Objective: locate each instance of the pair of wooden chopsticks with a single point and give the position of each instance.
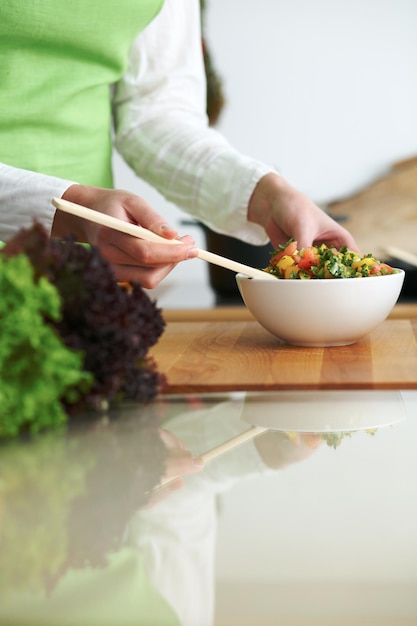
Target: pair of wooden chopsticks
(223, 448)
(143, 233)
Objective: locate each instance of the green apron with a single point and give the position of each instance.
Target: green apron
(58, 60)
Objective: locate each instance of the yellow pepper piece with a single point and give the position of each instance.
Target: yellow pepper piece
(285, 261)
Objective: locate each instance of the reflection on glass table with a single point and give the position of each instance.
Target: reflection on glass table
(313, 521)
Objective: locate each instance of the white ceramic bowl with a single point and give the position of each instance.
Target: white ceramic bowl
(321, 312)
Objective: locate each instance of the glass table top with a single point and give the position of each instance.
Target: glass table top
(304, 514)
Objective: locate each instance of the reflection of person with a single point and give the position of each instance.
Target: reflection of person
(63, 87)
(177, 536)
(66, 501)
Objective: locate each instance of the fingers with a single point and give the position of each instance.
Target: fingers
(141, 261)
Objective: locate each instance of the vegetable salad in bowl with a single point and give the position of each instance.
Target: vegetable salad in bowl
(323, 262)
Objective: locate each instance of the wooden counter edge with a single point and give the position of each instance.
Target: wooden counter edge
(240, 313)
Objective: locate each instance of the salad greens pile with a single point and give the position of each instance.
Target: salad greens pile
(72, 338)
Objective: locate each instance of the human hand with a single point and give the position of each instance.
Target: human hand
(285, 212)
(178, 463)
(132, 259)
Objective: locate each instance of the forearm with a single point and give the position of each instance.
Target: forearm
(26, 196)
(162, 129)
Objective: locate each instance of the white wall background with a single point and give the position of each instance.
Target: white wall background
(326, 91)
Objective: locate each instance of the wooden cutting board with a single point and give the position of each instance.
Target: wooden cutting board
(242, 356)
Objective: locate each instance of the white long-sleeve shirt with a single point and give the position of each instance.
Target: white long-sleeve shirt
(162, 131)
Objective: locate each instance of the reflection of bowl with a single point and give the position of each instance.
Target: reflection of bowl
(326, 411)
(321, 312)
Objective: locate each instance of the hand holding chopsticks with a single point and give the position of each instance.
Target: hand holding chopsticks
(142, 233)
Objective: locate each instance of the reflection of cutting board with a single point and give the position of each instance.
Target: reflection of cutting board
(242, 356)
(385, 213)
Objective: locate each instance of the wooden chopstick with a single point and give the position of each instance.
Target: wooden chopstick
(143, 233)
(223, 448)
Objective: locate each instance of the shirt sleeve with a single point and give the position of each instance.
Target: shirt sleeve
(162, 129)
(25, 197)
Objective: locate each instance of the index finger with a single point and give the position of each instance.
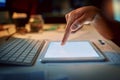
_ _ _
• **Task to carry out**: An answer that restates all the entries exactly and drops the images is what is needed.

• **Response**:
Objective: locate each instance of the pair of wooden chopsticks with a single point and give the position of each instance.
Target: pair of wooden chopsticks
(223, 448)
(143, 233)
Objective: locate each instance of the green apron with a single point and give the position of each instance.
Target: green apron
(58, 60)
Objective: locate each instance of the yellow pepper piece with a single point and give the position of each instance.
Target: yellow pepper piece
(285, 261)
Objective: locate each instance of the reflection on glass table with a single point and give the position of each instance.
Target: reflection on glass table
(313, 521)
Objective: locate each instance of the white ceramic bowl with a single point and give the position of each instance.
Target: white ceramic bowl
(321, 312)
Objective: locate each instance of the glass table top with a single point and give the position of each instance.
Target: glass table top
(304, 514)
Objective: locate each instance of the reflection of person with a single point and give the position of each instance.
Target: reflection of person
(63, 87)
(177, 536)
(66, 501)
Objective: locate each instance of the fingers with a single point and give the position of each instance.
Target: fingers
(141, 261)
Objective: locate each instance of the vegetable salad in bowl with a single point and give the position of each instance.
Target: vegetable salad in bowl
(323, 262)
Objective: locate each instance of the wooden counter edge with a single point and give the position of each instance.
Target: wooden counter edge
(240, 313)
Objective: locate each instance of the salad greens pile with a single point and give the position of each instance.
Target: salad greens pile
(72, 338)
Objective: locate each instance of the human hand with a single point and give the position of each instance.
Target: human hand
(285, 212)
(178, 463)
(132, 259)
Objective: locate each instance of the forearm with a single point and give the position of each instance.
Target: forearm
(26, 196)
(162, 129)
Objective: locate each instance of the white wall background with a single point and give the position of each instance.
Target: white wall background
(326, 91)
Objective: locate each instance of the wooden cutting board with a single point and give the position of each instance.
Target: wooden cutting board
(242, 356)
Objective: locate each instance of the white long-sleeve shirt with a single point and give the position of each instance.
Target: white long-sleeve shirt
(162, 131)
Objective: locate each instance of the reflection of bowl with a single point and give the position of each instance.
Target: reflection of bowl
(326, 411)
(321, 312)
Objective: locate each instance of the hand holding chopsticks with a single point and give the position of each instance.
Target: hand holding chopsticks
(142, 233)
Objective: locate each instance of the reflection of cutting board with a single point and give the position of each instance.
Target: reflection of cutting board
(242, 356)
(385, 213)
Objective: locate each instance of the wooden chopstick with a single point and give the position of each instance.
Target: wooden chopstick
(143, 233)
(223, 448)
Objective: locate each instance of the shirt sleeve with a single point and give the position of each instance.
Target: shirt sleeve
(162, 129)
(25, 197)
Objective: locate each instance of the index finger with a single point and give the position of each instance.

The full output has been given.